Recorded data
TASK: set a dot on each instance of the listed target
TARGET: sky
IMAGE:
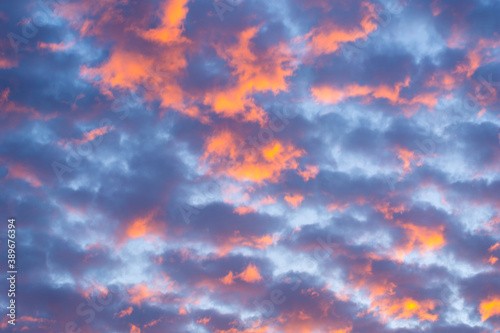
(250, 166)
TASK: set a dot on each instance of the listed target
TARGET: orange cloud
(251, 274)
(134, 329)
(172, 23)
(407, 156)
(224, 155)
(310, 172)
(242, 210)
(91, 135)
(494, 247)
(424, 239)
(123, 313)
(492, 260)
(404, 308)
(228, 279)
(294, 200)
(332, 95)
(329, 37)
(55, 47)
(489, 307)
(388, 210)
(263, 72)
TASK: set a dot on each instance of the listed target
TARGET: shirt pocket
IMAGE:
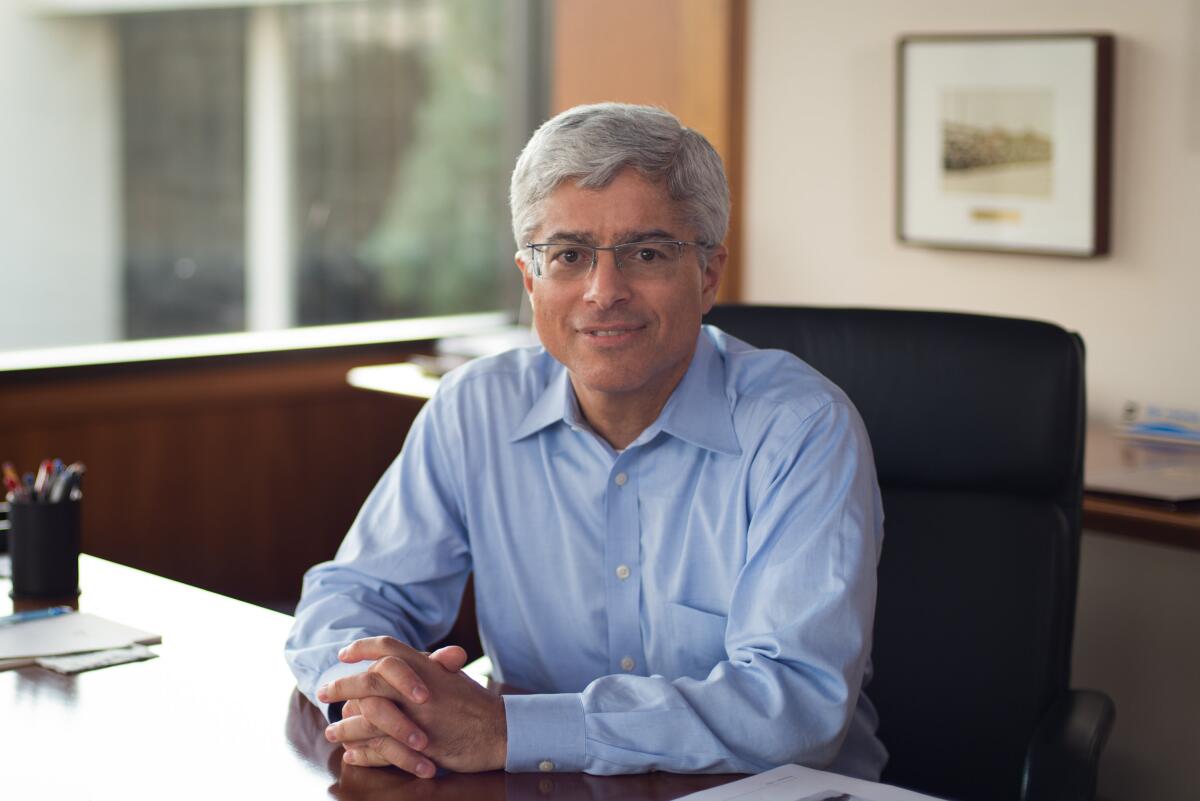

Work item: Each entry, start to finish, goes into your copy exactly; the pictures stay out.

Output of the exercise:
TASK: set a dot on each instance of the listed target
TARGET: sky
IMAGE:
(250, 166)
TASK: set a dot on each instance of the listed target
TARGET: orange cloud
(251, 274)
(134, 329)
(172, 23)
(407, 156)
(224, 155)
(310, 172)
(242, 210)
(91, 135)
(494, 247)
(424, 239)
(123, 313)
(492, 260)
(404, 308)
(228, 279)
(294, 200)
(332, 95)
(329, 37)
(55, 47)
(489, 307)
(388, 210)
(263, 72)
TASK: set a dot on each instance of the listed target
TARGET: shirt pocket
IMAGE:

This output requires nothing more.